● **Aim**
Return the records below word for word, beginning with their first line and ending with the line that contains "[(398, 160), (360, 160)]", inclusive.

● **Task material**
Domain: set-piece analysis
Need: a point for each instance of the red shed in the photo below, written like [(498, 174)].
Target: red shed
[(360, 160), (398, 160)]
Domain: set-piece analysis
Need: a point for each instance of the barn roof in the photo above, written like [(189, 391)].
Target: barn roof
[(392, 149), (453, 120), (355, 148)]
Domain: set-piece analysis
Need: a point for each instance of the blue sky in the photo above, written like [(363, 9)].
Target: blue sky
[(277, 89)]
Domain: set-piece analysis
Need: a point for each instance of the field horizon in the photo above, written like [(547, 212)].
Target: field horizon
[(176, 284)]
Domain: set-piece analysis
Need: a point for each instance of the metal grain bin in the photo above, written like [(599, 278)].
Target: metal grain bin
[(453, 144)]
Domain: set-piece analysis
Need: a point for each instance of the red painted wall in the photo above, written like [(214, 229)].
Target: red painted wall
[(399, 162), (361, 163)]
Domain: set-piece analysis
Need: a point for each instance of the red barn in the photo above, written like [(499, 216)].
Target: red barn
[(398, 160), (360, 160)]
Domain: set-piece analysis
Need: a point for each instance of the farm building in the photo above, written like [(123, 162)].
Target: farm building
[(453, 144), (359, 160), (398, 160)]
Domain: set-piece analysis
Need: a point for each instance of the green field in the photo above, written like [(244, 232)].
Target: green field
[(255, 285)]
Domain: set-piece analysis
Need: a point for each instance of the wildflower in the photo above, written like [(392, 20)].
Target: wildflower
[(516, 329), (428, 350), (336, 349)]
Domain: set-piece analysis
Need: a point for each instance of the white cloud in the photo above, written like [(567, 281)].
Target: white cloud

● **Result of the exercise**
Domain: set-piece analysis
Need: a point for each instance of the red shed in the photo below, written like [(498, 174)].
Target: red shed
[(360, 160), (398, 160)]
Domain: set-piece analysis
Need: a point for each instance of the barn roof in the photo above, written like [(189, 391)].
Target: barn roof
[(392, 149), (453, 120), (355, 148)]
Domain: set-piece analysis
Need: a point for each instance of the blue sky in the photo above, written like [(363, 9)].
Target: blue sky
[(277, 89)]
Domain: set-piece analysis
Need: a point for each instance of the field horizon in the photo above, written like [(547, 212)].
Target: field horizon
[(176, 284)]
Domain: set-piece analysis
Need: a point for each instance of the metal grain bin in the photo above, written like [(599, 278)].
Target: metal grain bin
[(453, 144)]
Domain: set-piece analysis
Need: a point for each instance of the red painted wall in the photo above, written like [(214, 229)].
Target: red painted wall
[(399, 162), (361, 163)]
Domain: set-piece analysis
Need: a point for each instance of the red barn in the photo above, written like [(499, 216)].
Target: red barn
[(398, 160), (360, 160)]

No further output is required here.